### PASSAGE TO READ
++++++

Aladdin and the Pirates
|Date||11th January 2016|
|Society||North Ormesby Minstrels|
|Venue||Trinity Centre, North Ormesby|
|Type of Production||Pantomime|
|Musical Director||Matthew Allan|
|Choreographer||Alice Maenami & Marie Turnbull|
Author: Gordon Richardson
This seasonal offering was superb from start to finish with good acting and singing, colourful costumes, wonderful choreography, great special effects, pyrotechnics, lighting and sound. ‘Traditional’ it was not, as the very clever script saw many modern twists as the evil Captain of the pirates ‘Abanazer’ (Ged Kirkbright) and trusty sidekick ‘Boney Malone’ (Tom Milton) used social media and Google to research his latest ‘plot’, utilising a very authentic computerised ‘Siri’ like voice. Alliteration played heavily on the introduction of the two ‘stooges’ PC Plunk and Plonk of the Palace Patrol of the Peking Police and what a pair they were as they blundered their way through much slapstick to the delight of the audience Jeff Sturdy and Marie Turnbull excelled in the roles.

++++++

### WRITTEN EXERCISE
Write the next part of the review of the North Ormesby Minstrels' pantomime "Aladdin and the Pirates," starting after its final sentence.

### COLLECTED DATA
++++++

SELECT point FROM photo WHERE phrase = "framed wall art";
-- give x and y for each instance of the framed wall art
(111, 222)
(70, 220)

++++++

### RESPONSE TO THIS TASK
The ‘Emperor of Peking’ (Keith Lewis – with wonderful accent) was a perfect foil for ‘Widow Twankey’ – a role normally played by a male but in this case played with great style and charisma by Jill Stephenson. It was obvious the cast were really enjoying themselves and several cases of ‘corpsing’ were evident but Jill simply kept going engaging the audience, ad-libbing at times, and mercilessly picking on yours truly! The audience lapped it up and were craving more. Meanwhile Twankey’s lazy assistant ‘Wishee Washee’ (Marty Maenami) had the audience eating out of his hand as he dealt with his pet penguin ‘Monty’ played, with great nonverbal communication by Jan Lewis. The role of Wishee’s love interest was occupied by ‘Beth’, sweetly played by Laura Weir. The panto contained two genies – the Genie of the Lamp and the Genie of the ring (Thomas Allen and Laura Allen respectively) – both had ‘attitude’, modern twists and both excelled in their roles.
Title character ‘Aladdin’ and his love interest ‘Princess Eugenie’ (Alice Maenami and Emily Murray respectively) both sang and acted really well and both featured in my two favourite numbers which included the well-used and energetic chorus; Alice’s “Jailhouse Rock/Thriller” mash up and Emily’s “I Can hear the Bells”.
Great use was made of the limited ‘working area’ by cast and choreography was energetic and well-crafted in choral numbers and used contemporary music throughout.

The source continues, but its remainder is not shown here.